The problem:
If a line in the records below includes the word "trousers", count it, then give the total and nothing else.

Data for analysis:
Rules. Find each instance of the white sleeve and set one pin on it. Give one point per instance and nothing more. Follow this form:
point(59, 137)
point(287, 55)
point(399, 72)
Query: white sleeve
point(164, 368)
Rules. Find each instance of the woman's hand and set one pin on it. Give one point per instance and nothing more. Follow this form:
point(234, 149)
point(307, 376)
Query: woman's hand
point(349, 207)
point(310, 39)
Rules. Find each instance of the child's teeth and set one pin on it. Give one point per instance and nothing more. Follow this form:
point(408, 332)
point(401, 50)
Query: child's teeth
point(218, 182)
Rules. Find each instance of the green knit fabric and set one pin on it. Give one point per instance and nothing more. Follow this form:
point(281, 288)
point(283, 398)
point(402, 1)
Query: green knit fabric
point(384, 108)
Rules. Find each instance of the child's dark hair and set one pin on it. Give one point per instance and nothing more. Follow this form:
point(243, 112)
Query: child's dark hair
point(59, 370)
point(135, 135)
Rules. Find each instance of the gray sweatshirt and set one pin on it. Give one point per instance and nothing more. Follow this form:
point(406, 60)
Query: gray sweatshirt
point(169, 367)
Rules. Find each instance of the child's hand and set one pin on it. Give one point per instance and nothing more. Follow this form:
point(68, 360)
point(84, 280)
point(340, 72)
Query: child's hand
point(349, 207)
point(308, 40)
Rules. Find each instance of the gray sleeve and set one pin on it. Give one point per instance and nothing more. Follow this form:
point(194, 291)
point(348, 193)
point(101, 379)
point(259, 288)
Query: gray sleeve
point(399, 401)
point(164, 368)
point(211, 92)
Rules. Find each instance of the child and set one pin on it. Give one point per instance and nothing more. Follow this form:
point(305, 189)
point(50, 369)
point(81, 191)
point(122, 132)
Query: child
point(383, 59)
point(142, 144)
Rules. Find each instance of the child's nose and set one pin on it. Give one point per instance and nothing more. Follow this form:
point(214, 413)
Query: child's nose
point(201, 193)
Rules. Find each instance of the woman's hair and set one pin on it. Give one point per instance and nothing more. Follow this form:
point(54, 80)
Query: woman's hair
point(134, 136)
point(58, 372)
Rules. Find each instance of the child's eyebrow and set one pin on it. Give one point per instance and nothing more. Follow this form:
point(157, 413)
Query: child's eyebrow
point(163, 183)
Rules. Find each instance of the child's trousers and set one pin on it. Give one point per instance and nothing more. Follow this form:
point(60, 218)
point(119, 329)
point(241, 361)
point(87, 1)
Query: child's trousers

Written answer:
2